Records of labeled points
————

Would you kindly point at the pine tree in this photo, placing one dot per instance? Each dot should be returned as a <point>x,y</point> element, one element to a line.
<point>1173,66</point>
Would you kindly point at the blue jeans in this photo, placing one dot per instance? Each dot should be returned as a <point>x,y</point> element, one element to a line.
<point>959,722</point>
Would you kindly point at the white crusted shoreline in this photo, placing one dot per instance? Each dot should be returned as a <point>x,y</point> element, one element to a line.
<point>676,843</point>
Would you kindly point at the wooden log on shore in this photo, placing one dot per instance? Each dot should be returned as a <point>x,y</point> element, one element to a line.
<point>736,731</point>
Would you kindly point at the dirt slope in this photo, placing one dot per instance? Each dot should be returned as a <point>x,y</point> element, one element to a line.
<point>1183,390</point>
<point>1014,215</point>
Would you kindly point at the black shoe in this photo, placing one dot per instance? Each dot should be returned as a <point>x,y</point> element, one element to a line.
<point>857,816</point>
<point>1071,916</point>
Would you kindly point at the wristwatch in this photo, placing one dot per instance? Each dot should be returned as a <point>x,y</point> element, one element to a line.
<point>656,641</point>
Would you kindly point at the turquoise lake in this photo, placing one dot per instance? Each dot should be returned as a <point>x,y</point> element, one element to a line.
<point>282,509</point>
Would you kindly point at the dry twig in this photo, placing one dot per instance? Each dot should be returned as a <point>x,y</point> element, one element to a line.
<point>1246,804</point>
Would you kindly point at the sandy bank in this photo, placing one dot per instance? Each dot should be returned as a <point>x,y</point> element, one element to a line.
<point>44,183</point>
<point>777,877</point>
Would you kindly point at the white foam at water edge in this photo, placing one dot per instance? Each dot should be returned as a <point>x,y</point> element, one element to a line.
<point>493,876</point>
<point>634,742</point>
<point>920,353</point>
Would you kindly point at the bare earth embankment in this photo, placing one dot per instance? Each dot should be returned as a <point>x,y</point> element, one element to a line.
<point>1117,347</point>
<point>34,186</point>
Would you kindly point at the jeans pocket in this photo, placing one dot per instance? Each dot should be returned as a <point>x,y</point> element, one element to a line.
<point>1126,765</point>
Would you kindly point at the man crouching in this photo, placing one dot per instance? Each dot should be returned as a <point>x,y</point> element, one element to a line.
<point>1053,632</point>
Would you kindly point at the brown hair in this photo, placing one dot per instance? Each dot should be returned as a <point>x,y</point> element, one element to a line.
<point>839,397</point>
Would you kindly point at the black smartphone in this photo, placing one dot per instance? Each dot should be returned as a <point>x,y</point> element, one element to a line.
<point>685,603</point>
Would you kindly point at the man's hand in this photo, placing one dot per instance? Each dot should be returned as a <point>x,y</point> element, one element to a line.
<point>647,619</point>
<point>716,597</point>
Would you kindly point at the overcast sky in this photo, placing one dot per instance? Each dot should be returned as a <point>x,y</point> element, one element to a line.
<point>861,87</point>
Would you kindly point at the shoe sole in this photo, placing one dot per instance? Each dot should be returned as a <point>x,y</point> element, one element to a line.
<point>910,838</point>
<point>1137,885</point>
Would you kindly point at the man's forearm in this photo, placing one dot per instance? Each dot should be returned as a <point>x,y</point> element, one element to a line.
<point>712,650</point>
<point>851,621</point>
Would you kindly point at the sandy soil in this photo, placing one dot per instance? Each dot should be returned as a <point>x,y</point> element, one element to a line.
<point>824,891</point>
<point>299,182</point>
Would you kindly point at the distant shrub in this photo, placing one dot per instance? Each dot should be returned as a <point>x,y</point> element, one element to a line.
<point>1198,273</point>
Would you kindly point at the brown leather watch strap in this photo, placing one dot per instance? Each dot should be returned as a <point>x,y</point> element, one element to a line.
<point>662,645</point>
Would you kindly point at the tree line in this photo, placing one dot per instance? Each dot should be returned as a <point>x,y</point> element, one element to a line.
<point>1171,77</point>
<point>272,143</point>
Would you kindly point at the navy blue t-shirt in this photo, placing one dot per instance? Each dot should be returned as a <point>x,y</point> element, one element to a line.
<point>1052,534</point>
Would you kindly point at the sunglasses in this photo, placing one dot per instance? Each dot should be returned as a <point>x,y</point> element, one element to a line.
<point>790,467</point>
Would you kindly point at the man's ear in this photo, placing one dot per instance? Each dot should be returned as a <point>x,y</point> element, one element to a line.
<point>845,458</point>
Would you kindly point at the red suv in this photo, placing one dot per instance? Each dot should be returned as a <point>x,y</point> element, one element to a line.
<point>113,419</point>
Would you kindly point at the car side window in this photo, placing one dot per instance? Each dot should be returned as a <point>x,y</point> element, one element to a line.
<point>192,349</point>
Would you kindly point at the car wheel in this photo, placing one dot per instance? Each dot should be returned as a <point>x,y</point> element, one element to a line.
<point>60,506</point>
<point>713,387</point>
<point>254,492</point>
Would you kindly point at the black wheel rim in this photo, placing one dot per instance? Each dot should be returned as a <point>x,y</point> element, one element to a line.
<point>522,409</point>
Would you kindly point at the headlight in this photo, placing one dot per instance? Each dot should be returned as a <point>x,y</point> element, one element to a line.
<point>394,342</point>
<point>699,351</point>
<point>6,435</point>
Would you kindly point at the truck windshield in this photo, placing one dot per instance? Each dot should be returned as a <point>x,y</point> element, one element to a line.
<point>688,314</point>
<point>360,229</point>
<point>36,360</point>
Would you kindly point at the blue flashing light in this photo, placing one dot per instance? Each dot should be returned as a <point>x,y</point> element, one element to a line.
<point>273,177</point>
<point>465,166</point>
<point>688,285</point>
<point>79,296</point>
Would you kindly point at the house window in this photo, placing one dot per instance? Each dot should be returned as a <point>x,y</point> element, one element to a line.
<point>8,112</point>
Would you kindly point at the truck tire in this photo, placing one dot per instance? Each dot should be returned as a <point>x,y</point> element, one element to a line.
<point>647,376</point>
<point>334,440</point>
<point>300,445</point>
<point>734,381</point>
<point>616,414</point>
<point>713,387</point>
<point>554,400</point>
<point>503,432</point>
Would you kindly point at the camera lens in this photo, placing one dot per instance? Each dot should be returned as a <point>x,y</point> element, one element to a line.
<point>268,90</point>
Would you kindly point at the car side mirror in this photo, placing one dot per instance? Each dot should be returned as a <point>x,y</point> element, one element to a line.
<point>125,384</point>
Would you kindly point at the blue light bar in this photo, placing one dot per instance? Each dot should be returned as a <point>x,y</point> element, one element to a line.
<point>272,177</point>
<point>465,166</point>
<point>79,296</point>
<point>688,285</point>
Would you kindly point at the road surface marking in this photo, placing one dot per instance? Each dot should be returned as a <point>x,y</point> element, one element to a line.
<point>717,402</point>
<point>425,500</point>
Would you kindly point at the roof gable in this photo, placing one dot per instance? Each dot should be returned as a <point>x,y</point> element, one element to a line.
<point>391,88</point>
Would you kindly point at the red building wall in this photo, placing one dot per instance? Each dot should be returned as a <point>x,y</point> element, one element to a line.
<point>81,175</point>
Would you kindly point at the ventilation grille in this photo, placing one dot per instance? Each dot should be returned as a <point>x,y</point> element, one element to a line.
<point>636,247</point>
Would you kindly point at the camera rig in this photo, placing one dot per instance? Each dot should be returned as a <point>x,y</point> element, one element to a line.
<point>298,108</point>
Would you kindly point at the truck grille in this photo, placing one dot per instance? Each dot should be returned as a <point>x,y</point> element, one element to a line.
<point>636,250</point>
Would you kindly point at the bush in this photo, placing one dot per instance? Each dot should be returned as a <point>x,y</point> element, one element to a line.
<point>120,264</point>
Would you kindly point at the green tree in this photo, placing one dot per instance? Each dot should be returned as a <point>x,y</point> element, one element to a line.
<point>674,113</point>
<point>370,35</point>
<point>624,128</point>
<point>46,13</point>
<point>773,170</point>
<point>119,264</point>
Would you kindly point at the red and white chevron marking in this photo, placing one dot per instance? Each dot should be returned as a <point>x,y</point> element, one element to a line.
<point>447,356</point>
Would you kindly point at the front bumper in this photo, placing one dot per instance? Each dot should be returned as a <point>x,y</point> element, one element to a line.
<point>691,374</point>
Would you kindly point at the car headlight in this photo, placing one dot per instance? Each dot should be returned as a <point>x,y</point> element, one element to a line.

————

** WRITTEN PROBLEM **
Revise the items above, beginning at the line that contains "Would you kindly point at the front" and stopping after the final line: change "front bumper" to "rear bumper" and keep every other word as it stands.

** EXERCISE RESULT **
Would you kindly point at the rear bumper in this photo, placing one dot per instance? Each dot should be returned as a <point>x,y</point> element, one element to a line.
<point>691,374</point>
Would you kindly point at the car headlight in this photo, placing one dot per instance? Each dot should be returned as a <point>x,y</point> element, one element to a line.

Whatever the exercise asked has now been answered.